───── Text under study
March 1st is the Patronal Feast of Saint David of Wales, who died around AD 600, but whose legacy still resonates here in the small city of St Davids. In his ‘Life of Saint David,’ Rhygyfarch, 1056-1099, mentions three gifts offered to Sanctus, David’s father, in honour of Saint David: the stag, the fish and the honeycomb from a hive of bees. These three gifts were prophetic symbols of Saint David’s life, the God-like glory of the royal stag, the revelatory presence symbolised by the Christly fish, ICHTHUS, and the wisdom of co-inherence embodied in the honeycomb. The glory of Christ inspires the wisdom of the bees unveiling wondrous communion empowering many bees to live and act as one. The stag is lord and king of the forest, transfixing evil, whilst the fish thrives in the ocean, the oceanic presence of God, whence the honeycomb stores honey that both nourishes and heals.
──────────
───── Data section
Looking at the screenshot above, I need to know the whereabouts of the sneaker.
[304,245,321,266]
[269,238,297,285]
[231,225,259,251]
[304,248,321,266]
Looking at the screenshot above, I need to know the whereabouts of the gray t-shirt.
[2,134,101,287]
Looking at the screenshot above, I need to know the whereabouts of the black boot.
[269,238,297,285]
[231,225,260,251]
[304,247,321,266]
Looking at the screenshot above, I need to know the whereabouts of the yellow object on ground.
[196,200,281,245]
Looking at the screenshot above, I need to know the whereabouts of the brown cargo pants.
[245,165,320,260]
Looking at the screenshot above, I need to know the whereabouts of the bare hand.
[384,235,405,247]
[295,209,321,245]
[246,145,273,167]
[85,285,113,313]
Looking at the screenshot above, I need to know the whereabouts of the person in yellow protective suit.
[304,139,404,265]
──────────
───── Data section
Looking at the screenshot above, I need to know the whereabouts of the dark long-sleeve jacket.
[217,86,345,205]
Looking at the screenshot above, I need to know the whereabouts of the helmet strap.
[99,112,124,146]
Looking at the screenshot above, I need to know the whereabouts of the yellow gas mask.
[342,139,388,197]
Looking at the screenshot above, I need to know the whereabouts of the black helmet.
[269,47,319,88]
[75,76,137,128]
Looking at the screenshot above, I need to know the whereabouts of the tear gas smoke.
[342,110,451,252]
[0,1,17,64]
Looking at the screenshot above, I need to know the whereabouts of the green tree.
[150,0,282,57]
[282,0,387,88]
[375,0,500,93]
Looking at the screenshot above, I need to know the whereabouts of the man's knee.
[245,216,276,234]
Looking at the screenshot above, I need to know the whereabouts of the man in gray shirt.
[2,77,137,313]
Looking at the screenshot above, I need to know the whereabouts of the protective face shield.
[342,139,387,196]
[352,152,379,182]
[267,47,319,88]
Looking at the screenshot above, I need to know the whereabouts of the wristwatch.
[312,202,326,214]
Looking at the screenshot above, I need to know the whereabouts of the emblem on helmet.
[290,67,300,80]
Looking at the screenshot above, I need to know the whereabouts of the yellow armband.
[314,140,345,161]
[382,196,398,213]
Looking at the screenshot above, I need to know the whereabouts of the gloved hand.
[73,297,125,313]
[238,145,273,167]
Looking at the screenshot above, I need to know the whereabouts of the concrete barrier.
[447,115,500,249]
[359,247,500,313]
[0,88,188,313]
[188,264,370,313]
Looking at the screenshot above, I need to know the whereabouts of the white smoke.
──────────
───── Data section
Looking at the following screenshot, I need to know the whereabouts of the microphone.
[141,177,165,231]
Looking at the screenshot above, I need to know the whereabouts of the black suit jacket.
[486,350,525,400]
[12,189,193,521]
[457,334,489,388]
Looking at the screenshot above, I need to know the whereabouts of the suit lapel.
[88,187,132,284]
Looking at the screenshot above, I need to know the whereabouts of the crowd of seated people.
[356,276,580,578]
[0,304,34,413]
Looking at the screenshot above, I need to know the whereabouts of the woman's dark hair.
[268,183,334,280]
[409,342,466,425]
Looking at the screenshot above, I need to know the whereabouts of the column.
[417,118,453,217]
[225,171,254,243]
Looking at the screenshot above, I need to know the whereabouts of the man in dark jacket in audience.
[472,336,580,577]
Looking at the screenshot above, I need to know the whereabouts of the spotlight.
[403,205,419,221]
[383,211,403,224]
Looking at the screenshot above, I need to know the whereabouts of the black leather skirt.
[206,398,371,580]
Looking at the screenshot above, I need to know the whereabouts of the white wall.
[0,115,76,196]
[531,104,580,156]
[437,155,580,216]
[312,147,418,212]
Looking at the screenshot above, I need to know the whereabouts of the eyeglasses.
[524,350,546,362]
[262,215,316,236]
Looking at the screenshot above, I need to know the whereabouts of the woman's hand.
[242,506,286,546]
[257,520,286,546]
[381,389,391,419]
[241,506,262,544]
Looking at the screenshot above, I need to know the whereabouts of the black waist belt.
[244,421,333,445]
──────────
| What you will do |
1) Answer these questions about the passage on Saint David:
(a) During which years did Rhygyfarch live?
(b) What was the name of David's father?
(c) What does the honeycomb store?
2) Rewrite the section of the passage on Saint David that starts at "March 1st is" and ends at "nourishes and heals.", swapping "forest" for "woodland".

| Results in order |
1)
(a) 1056-1099
(b) Sanctus
(c) Honey that both nourishes and heals

2)
March 1st is the Patronal Feast of Saint David of Wales, who died around AD 600, but whose legacy still resonates here in the small city of St Davids. In his ‘Life of Saint David,’ Rhygyfarch, 1056-1099, mentions three gifts offered to Sanctus, David’s father, in honour of Saint David: the stag, the fish and the honeycomb from a hive of bees. These three gifts were prophetic symbols of Saint David’s life, the God-like glory of the royal stag, the revelatory presence symbolised by the Christly fish, ICHTHUS, and the wisdom of co-inherence embodied in the honeycomb. The glory of Christ inspires the wisdom of the bees unveiling wondrous communion empowering many bees to live and act as one. The stag is lord and king of the woodland, transfixing evil, whilst the fish thrives in the ocean, the oceanic presence of God, whence the honeycomb stores honey that both nourishes and heals.